ChainRules.jl Configured rule for `maximum(f, xs)`

This uses the RuleConfig{>:HasReverseMode} story to call back into AD to write a rule for maximum(f, xs).

It's much simplified from the first attempt:

On julia 1.7+, for a total reduction, it calls i = findmax(f, xs), and then uses rrule_via_ad(f, xs[i]).
Otherwise, it just calls broadcasting.

Fast case, before & after:

julia> @btime gradient(x -> sum(maximum(sqrt, x)), $(rand(30,30)));
  min 2.908 ms, mean 4.031 ms (21816 allocations, 9.29 MiB)  # before
  min 14.875 μs, mean 17.546 μs (52 allocations, 8.92 KiB)  # after

julia> @btime gradient(x -> sum(maximum(sqrt.(x))), $(rand(30,30)));
  min 17.500 μs, mean 25.453 μs (46 allocations, 36.83 KiB)  # just broadcasting, to compare

Before this PR, gradient(x -> sum(maximum(sqrt, x, dims=1)), (rand(30,30))) gives an error with Zygote. After, it is the same speed as broadcasting.

What doesn't seem easy now is testing the broadcast path.

First attempt

However, it only needs one such call, rather than one for every element. That means it ends up calling f say N^2 + 1 times for a matrix (or N^2 + N with dims). This is much more efficient than calling it via AD all N^2 times, saving the pullbacks somewhere, and calling just one. Not always faster than Zygote's current broadcasting (which uses ForwardDiff), but much less memory:

julia> @btime gradient(x -> sum(maximum(sqrt, x)), $(rand(30,30)));
  9.625 μs (73 allocations: 9.11 KiB)   # this PR
  9.333 μs (66 allocations: 8.95 KiB)   # this PR, with rrule instead of rrule_via_ad
  
julia> @btime gradient(x -> sum(maximum(sqrt, x, dims=1)), $(rand(30,30)));
  10.125 μs (34 allocations: 13.92 KiB)  # this PR, take 1
  15.208 μs (33 allocations: 29.31 KiB)  # this PR, with mask allowing multiple maxima
  17.166 μs (33 allocations: 29.31 KiB)  # with rrule instead of rrule_via_ad

julia> @btime gradient(x -> sum(maximum(sqrt.(x))), $(rand(30,30)));
  8.833 μs (48 allocations: 36.98 KiB)  # broadcasting with Duals

julia> @btime maximum(sqrt, $(rand(30,30)));  # forward pass
  1.438 μs (0 allocations: 0 bytes)

If this is OK, then perhaps the sum(f, x) rule from #441 should also consider calling f more times. There's a commit here doing that, which cuts the memory use by quite a bit. Perhaps there are functions f for which calling twice would be slower? Perhaps writing sum(f, x) vs. sum(f.(x)) is how you emphasise that you care more about memory? ~~(It may make sense to remove this & discuss sum in another thread.)~~ [Now removed here.]

julia> @btime gradient(x -> sum(sqrt, x), $(rand(30,30)));
  4.173 μs (16 allocations: 50.02 KiB)  # before
  1.954 μs (2 allocations: 7.20 KiB)    # after

julia> @btime gradient(x -> sum(sum(sqrt, x, dims=1)), $(rand(30,30)));
  10.625 μs (42 allocations: 51.47 KiB)  # before
  2.704 μs (18 allocations: 8.20 KiB)    # after

# Compare broadcasting:

julia> @btime gradient(x -> sum(sqrt.(x)), $(rand(30,30)));
  2.616 μs (10 allocations: 28.70 KiB)

The request
Decide whether each statement agrees with the text on the maximum rule, answering yes or no and quoting the words of the text that settle it. 1. On Julia 1.7+, a total reduction calls findmax. 2. Before the change, taking the gradient of maximum with dims=1 worked with Zygote. 3. Testing the broadcast path now seems easy. The listing after this point is separate material and has no connection to the text on the maximum rule.

Material shown
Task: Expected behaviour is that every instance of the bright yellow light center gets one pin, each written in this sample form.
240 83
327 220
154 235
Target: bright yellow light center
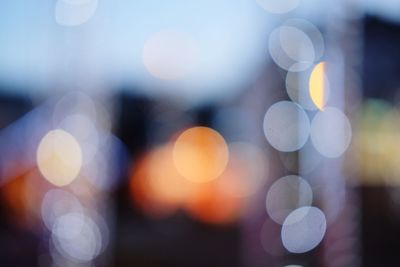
318 86
200 154
59 157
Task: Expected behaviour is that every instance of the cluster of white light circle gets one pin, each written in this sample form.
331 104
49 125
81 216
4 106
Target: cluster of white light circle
296 46
75 234
287 128
75 152
288 203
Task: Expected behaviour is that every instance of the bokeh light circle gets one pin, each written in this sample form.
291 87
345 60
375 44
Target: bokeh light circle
76 236
291 48
331 132
286 126
287 194
59 157
303 229
200 154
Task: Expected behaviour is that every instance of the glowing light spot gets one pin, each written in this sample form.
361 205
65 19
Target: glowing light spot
278 7
291 48
77 237
74 12
156 185
200 154
211 204
287 194
319 86
303 229
169 55
296 45
286 126
59 157
297 88
331 132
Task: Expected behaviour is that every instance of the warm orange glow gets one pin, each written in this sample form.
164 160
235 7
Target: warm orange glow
156 185
21 197
200 154
59 157
318 87
212 205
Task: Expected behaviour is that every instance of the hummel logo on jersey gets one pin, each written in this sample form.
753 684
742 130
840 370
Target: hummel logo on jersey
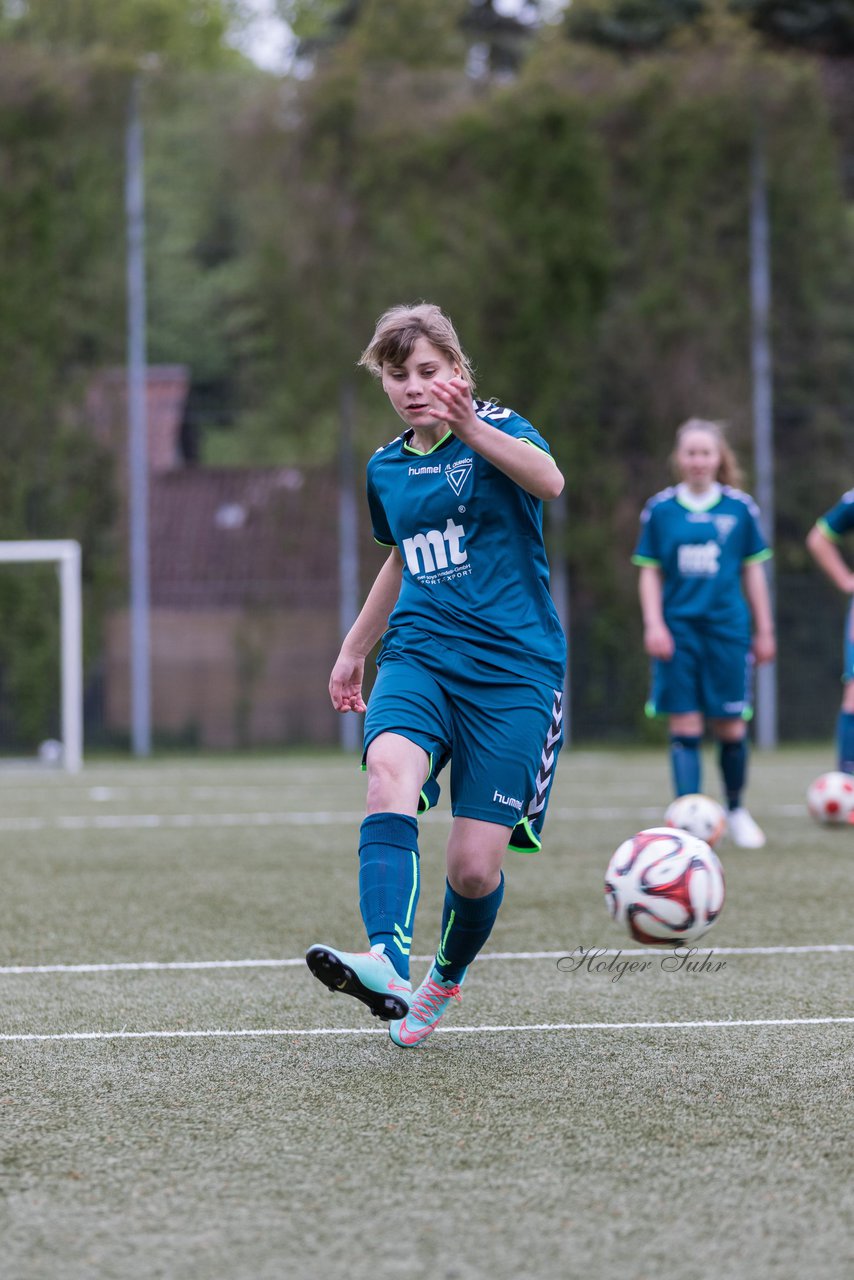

Task output
1. Yes: "On julia 1.7+, for a total reduction, it calls i = findmax(f, xs), and then uses rrule_via_ad(f, xs[i])."
2. No: "Before this PR, gradient(x -> sum(maximum(sqrt, x, dims=1)), (rand(30,30))) gives an error with Zygote."
3. No: "What doesn't seem easy now is testing the broadcast path."